SUPPLIED RECORDS:

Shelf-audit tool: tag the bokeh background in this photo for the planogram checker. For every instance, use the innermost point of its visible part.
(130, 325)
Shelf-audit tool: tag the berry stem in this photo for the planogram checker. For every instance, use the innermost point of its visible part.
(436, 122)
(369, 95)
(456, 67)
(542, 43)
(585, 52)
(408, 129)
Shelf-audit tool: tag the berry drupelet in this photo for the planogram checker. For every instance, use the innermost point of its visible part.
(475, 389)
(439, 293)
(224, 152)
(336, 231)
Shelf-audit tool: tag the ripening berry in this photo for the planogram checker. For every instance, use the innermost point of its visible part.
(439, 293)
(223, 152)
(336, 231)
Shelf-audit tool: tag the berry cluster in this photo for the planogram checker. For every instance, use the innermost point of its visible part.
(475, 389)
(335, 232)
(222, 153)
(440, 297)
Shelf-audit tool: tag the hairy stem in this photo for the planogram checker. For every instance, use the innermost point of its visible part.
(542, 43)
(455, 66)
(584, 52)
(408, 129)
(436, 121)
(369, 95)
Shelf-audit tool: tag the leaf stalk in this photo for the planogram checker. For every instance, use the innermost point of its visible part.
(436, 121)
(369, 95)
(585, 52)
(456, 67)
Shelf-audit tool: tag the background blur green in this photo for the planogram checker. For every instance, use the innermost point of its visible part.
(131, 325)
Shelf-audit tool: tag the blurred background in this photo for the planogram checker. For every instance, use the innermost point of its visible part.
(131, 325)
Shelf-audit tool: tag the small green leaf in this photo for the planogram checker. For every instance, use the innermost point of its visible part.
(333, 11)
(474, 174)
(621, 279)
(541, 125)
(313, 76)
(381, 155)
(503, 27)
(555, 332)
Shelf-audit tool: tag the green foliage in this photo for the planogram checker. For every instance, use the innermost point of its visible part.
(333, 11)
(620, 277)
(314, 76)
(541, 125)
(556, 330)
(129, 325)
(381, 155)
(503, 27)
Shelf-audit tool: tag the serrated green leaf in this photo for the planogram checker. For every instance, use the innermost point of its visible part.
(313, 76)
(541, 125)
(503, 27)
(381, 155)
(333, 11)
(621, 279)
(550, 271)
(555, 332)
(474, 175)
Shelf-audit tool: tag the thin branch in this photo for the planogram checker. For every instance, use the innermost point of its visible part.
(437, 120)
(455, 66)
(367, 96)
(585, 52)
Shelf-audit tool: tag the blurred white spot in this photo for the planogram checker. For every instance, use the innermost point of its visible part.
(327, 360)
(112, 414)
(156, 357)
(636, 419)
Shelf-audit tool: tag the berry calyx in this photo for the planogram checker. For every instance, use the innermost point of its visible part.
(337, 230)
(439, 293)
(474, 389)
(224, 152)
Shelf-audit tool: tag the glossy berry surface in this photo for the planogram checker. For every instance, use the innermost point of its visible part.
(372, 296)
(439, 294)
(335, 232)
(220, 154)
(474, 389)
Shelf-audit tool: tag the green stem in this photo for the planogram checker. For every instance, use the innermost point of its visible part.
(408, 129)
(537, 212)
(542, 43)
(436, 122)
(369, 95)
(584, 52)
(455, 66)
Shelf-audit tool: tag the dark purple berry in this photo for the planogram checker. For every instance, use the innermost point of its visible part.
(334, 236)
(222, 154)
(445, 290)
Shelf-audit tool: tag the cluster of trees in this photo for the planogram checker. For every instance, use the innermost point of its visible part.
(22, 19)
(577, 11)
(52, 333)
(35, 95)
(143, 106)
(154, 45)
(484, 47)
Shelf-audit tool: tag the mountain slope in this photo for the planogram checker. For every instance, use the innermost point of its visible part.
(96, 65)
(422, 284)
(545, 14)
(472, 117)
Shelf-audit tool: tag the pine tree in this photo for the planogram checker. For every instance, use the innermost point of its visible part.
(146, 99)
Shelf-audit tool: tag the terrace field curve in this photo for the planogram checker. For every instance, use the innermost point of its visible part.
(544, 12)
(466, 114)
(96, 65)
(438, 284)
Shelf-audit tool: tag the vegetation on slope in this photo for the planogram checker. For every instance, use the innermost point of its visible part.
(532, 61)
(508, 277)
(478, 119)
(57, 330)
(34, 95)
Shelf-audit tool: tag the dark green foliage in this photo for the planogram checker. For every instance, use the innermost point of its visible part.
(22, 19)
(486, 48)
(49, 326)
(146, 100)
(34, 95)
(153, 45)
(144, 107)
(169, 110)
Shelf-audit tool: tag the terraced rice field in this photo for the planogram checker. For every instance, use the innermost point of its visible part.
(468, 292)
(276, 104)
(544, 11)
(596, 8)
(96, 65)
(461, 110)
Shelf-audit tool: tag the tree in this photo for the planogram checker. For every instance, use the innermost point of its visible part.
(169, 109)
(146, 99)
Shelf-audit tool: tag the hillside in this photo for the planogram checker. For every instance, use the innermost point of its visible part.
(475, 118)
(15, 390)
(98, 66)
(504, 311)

EXERCISE:
The data above must be reproduced in full, exactly as given.

TASK RESULT:
Shelf-audit tool: tag the bokeh background in this photo for the planogram checker. For every instance, use the innermost point of its visible part.
(130, 325)
Shelf-audit tool: tag the berry stem in this photo for the planogram checker. For every instance, use the innermost point of its visible part.
(436, 122)
(369, 95)
(456, 67)
(542, 43)
(585, 52)
(408, 129)
Shelf-audit tool: tag the berry drupelet in this photo for the planogram checker. For every instance, use the innermost point of its visible part.
(475, 389)
(439, 293)
(224, 152)
(336, 231)
Shelf-audit tool: tag the ripening berry in this photo for the planogram checker. For every instance, use the innermost point of its visible part.
(439, 293)
(223, 152)
(336, 231)
Shelf-audit tool: tag the berry cluster in this photo for the planogram checker. For every instance, use the innermost point of its visible part.
(475, 389)
(335, 232)
(222, 153)
(440, 297)
Shelf-audit tool: tag the hairy stem in this photo for the planogram checker. For every instance, use the innermost point of its visible part.
(542, 43)
(455, 66)
(584, 52)
(408, 129)
(436, 121)
(369, 95)
Shelf-audit tool: tag the leaf stalk in this photo for the planogram checker. For every instance, use the innermost point of its visible part.
(436, 121)
(369, 95)
(585, 52)
(456, 67)
Shelf-audit tool: tag the background blur green in this photo for the planogram checker. For every instance, use the innermost point of its visible part.
(131, 325)
Shelf-audit tool: tag the blurred background in this photo for the planogram checker. For every instance, use the innermost point of its visible part.
(131, 325)
Shelf-audit tool: tag the small green leaf in this photo for the planogram checker. For every instance, use the innermost point of its visible part.
(333, 11)
(474, 174)
(621, 279)
(541, 125)
(313, 76)
(381, 155)
(503, 27)
(555, 332)
Shelf-audit tool: tag the green foliage in this photo for the planogram checker. For every instance, use the innermost point of its visible part.
(333, 11)
(620, 277)
(314, 76)
(541, 125)
(556, 330)
(129, 325)
(381, 155)
(503, 27)
Shelf-audit tool: tag the serrated green leaf in this photo for the planogram checker. For every instance, use the innermost point of its visible part.
(313, 76)
(541, 125)
(503, 27)
(381, 155)
(333, 11)
(621, 279)
(550, 271)
(555, 332)
(474, 175)
Shelf-audit tool: tag the thin branch in this photo for the planogram checker. For every instance, use the innermost point of its visible part.
(437, 120)
(455, 66)
(367, 96)
(585, 52)
Shelf-audit tool: tag the blurred white spot in this photo for the planogram checker. For every instance, use the innermost point of its visible part.
(327, 360)
(112, 414)
(156, 357)
(636, 419)
Shelf-audit tool: tag the berry calyx in this photo for the planogram checker. For every instance, use the innermost point of its visible part.
(337, 230)
(439, 293)
(474, 389)
(224, 152)
Shelf-audit tool: tag the glossy berry surface in this photo for the planogram checker. For every instance, use the innermost point of its visible part.
(372, 296)
(439, 294)
(335, 232)
(220, 154)
(474, 389)
Shelf-audit tool: tag the green stem in this photo for the planogram checker. For every instance, use the innermost point of its visible part.
(408, 129)
(537, 212)
(542, 43)
(436, 122)
(369, 95)
(584, 52)
(455, 66)
Shelf-audit tool: tag the dark purple berry in this photo for the planogram checker. For every instance, use the innermost point of its visible part.
(334, 236)
(222, 154)
(445, 290)
Shelf-audit tool: tag the cluster of trees in this photo for the planogram checker. For every instance, use the innermost point of its visible part.
(22, 19)
(577, 11)
(52, 333)
(35, 95)
(143, 106)
(154, 45)
(484, 47)
Shelf-audit tool: tag the mountain slope in this photo for the planogram checker. For every instance, use the innermost point of its visible part.
(96, 65)
(422, 284)
(545, 14)
(472, 117)
Shelf-audit tool: tag the pine tree in this photo for the planogram checker. For every instance, use the innermost point of its visible part.
(146, 99)
Shelf-audit tool: tag the terrace field curve in this photo for the planogram checker. For every instance, use the innermost point of its visible part.
(544, 12)
(466, 114)
(96, 65)
(438, 284)
Shelf-audit tool: tag the vegetation on slope in this photo for the planogram checker. For every instance, use the innermost point of its visible part.
(532, 61)
(508, 277)
(478, 119)
(57, 330)
(34, 95)
Shelf-audit tool: tag the dark green foliage in this photo for the planogram checker. For every instance, use the innermost point of its visible part.
(22, 19)
(486, 48)
(49, 326)
(146, 100)
(34, 95)
(153, 45)
(144, 107)
(169, 110)
Shelf-audit tool: tag the terraced rice field in this photo for the planogram checker. For every instance, use the innermost point of its visible part.
(468, 292)
(276, 104)
(544, 11)
(596, 8)
(96, 65)
(461, 110)
Shelf-audit tool: tag the tree in this photo for the planogram checker. For every instance, use the innermost point of its visible part.
(169, 109)
(146, 99)
Shelf-audit tool: tag the hillside in this photo for the planogram checker. For every instance, use the innermost point of its visible part.
(475, 118)
(15, 390)
(98, 66)
(504, 311)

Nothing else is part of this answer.